▶ [Pointing dataset excerpts]
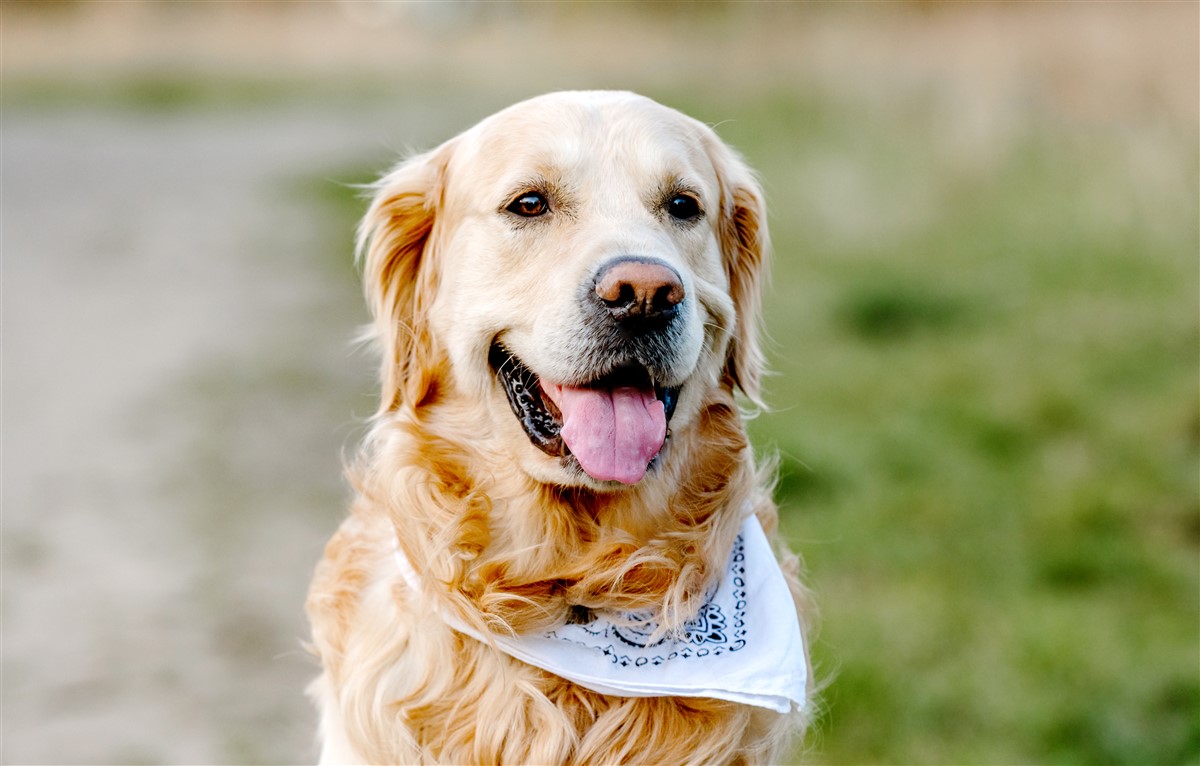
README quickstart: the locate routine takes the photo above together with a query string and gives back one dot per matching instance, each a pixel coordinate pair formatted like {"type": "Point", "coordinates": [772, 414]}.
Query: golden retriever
{"type": "Point", "coordinates": [567, 299]}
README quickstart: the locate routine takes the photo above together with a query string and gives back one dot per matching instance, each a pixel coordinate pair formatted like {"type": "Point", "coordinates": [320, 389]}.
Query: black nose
{"type": "Point", "coordinates": [640, 289]}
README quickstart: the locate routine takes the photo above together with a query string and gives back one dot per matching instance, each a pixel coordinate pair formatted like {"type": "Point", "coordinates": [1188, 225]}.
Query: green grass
{"type": "Point", "coordinates": [988, 419]}
{"type": "Point", "coordinates": [985, 407]}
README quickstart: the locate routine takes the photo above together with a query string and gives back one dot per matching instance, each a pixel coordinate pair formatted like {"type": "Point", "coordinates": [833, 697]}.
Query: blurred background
{"type": "Point", "coordinates": [984, 321]}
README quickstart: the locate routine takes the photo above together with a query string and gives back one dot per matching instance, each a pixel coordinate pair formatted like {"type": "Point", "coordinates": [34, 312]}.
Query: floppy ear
{"type": "Point", "coordinates": [745, 249]}
{"type": "Point", "coordinates": [394, 250]}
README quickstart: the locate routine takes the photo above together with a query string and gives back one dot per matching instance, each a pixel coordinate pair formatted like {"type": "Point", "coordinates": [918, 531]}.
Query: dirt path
{"type": "Point", "coordinates": [179, 388]}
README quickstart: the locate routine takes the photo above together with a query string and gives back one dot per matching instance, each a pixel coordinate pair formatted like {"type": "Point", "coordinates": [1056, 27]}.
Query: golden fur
{"type": "Point", "coordinates": [511, 539]}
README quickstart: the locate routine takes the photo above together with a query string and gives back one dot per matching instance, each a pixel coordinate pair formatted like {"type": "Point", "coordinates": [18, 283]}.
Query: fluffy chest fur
{"type": "Point", "coordinates": [565, 299]}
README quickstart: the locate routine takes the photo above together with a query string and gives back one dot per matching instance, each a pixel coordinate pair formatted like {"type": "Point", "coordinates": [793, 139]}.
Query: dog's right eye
{"type": "Point", "coordinates": [529, 205]}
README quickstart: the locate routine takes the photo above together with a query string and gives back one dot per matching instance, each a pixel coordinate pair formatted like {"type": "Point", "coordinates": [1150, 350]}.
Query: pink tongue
{"type": "Point", "coordinates": [613, 434]}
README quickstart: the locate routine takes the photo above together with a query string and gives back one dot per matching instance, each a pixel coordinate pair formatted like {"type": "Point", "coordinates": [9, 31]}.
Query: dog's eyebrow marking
{"type": "Point", "coordinates": [673, 186]}
{"type": "Point", "coordinates": [556, 192]}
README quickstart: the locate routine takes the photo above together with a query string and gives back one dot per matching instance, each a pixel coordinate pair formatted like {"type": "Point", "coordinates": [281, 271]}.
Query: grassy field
{"type": "Point", "coordinates": [985, 334]}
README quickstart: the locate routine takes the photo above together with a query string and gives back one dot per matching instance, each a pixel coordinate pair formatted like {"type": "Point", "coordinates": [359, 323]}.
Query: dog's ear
{"type": "Point", "coordinates": [745, 249]}
{"type": "Point", "coordinates": [394, 250]}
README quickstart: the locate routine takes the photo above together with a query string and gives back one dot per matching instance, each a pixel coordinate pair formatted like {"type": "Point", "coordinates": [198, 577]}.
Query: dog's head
{"type": "Point", "coordinates": [581, 271]}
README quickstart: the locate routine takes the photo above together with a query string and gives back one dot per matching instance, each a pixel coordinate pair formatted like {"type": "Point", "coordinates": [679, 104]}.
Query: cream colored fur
{"type": "Point", "coordinates": [510, 538]}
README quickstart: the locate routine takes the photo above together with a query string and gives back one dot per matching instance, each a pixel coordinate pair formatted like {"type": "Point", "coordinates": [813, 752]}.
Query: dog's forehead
{"type": "Point", "coordinates": [583, 136]}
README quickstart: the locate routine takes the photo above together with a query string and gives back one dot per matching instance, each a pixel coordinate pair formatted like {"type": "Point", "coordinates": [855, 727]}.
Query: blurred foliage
{"type": "Point", "coordinates": [987, 352]}
{"type": "Point", "coordinates": [988, 428]}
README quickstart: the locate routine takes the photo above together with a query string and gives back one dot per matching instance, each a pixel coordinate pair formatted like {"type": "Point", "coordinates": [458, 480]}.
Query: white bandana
{"type": "Point", "coordinates": [744, 645]}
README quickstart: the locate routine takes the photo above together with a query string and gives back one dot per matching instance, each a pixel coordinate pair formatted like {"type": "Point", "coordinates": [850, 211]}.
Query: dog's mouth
{"type": "Point", "coordinates": [615, 425]}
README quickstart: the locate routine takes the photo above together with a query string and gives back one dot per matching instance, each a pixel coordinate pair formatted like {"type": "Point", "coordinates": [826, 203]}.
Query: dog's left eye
{"type": "Point", "coordinates": [529, 205]}
{"type": "Point", "coordinates": [683, 207]}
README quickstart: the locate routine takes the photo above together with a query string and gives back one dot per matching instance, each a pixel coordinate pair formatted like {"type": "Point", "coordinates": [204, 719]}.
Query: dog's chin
{"type": "Point", "coordinates": [609, 431]}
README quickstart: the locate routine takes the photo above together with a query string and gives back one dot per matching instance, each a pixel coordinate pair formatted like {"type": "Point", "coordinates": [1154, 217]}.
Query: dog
{"type": "Point", "coordinates": [567, 301]}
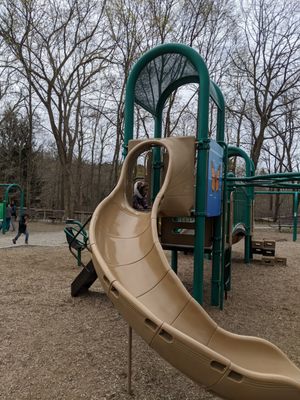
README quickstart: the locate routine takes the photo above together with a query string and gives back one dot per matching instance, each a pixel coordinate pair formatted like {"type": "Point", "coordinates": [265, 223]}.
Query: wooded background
{"type": "Point", "coordinates": [64, 66]}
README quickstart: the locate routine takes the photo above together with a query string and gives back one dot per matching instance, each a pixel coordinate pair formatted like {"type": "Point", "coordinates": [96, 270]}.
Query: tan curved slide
{"type": "Point", "coordinates": [136, 276]}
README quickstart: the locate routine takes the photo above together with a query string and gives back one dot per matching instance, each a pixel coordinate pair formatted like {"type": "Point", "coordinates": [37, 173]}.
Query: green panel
{"type": "Point", "coordinates": [241, 208]}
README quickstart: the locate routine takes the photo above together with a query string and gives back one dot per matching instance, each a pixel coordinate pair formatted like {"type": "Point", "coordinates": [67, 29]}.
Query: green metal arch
{"type": "Point", "coordinates": [203, 76]}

▶ [What the task requires]
Pick out every line above that contains the word "green", and copy each one.

▶ [Response to the exercise]
Query: green grass
Query: green panel
Query: green metal arch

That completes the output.